----- Data -----

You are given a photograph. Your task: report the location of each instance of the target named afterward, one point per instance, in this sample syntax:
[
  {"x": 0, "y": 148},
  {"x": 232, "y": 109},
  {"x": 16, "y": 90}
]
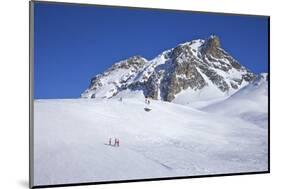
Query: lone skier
[{"x": 116, "y": 142}]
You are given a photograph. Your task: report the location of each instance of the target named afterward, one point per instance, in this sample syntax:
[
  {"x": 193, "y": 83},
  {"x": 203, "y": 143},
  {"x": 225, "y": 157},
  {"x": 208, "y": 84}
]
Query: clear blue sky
[{"x": 73, "y": 43}]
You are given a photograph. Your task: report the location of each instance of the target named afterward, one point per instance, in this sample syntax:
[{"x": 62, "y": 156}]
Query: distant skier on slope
[
  {"x": 147, "y": 102},
  {"x": 116, "y": 142},
  {"x": 109, "y": 142}
]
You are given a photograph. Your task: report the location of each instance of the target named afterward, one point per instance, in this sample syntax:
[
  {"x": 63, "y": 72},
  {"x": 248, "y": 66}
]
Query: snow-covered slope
[
  {"x": 251, "y": 98},
  {"x": 70, "y": 138},
  {"x": 192, "y": 71}
]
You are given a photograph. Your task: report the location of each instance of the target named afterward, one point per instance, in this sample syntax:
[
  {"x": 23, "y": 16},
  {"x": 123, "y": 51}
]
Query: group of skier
[{"x": 116, "y": 142}]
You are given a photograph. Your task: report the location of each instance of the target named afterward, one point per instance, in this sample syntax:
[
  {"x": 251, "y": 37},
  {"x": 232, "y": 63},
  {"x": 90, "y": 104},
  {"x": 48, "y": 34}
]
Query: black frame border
[{"x": 31, "y": 99}]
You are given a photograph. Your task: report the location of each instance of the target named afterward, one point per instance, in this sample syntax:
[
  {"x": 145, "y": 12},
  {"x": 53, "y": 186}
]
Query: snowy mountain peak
[{"x": 192, "y": 71}]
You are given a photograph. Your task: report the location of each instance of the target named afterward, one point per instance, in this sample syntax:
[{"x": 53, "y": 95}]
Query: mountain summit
[{"x": 192, "y": 71}]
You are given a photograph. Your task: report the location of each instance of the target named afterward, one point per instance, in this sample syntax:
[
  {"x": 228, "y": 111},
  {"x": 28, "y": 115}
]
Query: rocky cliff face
[{"x": 191, "y": 66}]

-----

Task requirements =>
Each entry above should be given again exactly, with its pictures omitted.

Result =>
You are given a photograph. Your task: report the location of each instance of the target named afterward, one point per instance, in this sample syntax:
[
  {"x": 0, "y": 148},
  {"x": 232, "y": 109},
  {"x": 16, "y": 90}
]
Query: lone skier
[{"x": 116, "y": 142}]
You are given a photograph. Your task: report the location of each instance of the target named afterward, one point per instance, in this sample syntax:
[
  {"x": 193, "y": 83},
  {"x": 203, "y": 143},
  {"x": 225, "y": 157},
  {"x": 208, "y": 84}
]
Query: clear blue sky
[{"x": 73, "y": 43}]
You are given a photograph. Your task: report the location of each instance of the target named afterward, one point per instance, in this sample syntax:
[{"x": 62, "y": 156}]
Query: distant skier on slope
[
  {"x": 147, "y": 102},
  {"x": 116, "y": 142},
  {"x": 109, "y": 142}
]
You are given a photograph. Your task: report the location of each instance of the target named afterward, one point per instance, in this sample syntax:
[
  {"x": 63, "y": 72},
  {"x": 248, "y": 66}
]
Query: snow-covered slope
[
  {"x": 251, "y": 98},
  {"x": 70, "y": 138},
  {"x": 192, "y": 71}
]
You are given a photograph. Your task: report the location of each instance of the target named afterward, one point per instance, in this sample syntax:
[
  {"x": 23, "y": 16},
  {"x": 123, "y": 51}
]
Query: group of skier
[{"x": 116, "y": 142}]
You are given a photograph. Your task: report the location of each instance of the target named afterward, one point per instance, in this sample syntax:
[
  {"x": 251, "y": 37},
  {"x": 232, "y": 63},
  {"x": 90, "y": 104},
  {"x": 48, "y": 34}
]
Query: black frame border
[{"x": 31, "y": 99}]
You are given a photograph. Your task: report the location of each instance of the target named afterward, one point per instance, in this sample syntax:
[
  {"x": 145, "y": 12},
  {"x": 53, "y": 186}
]
Query: snowy mountain peak
[{"x": 192, "y": 71}]
You are given a photograph. Your task: report the location of each instance of the target named afterward, one point per instance, in this sample syntax:
[{"x": 53, "y": 95}]
Query: mountain summit
[{"x": 192, "y": 71}]
You are given a photograph. Your task: report the location of each instance of the target named afterward, one point per instance, in this sample syntax:
[
  {"x": 228, "y": 111},
  {"x": 28, "y": 115}
]
Query: rocky cliff face
[{"x": 191, "y": 66}]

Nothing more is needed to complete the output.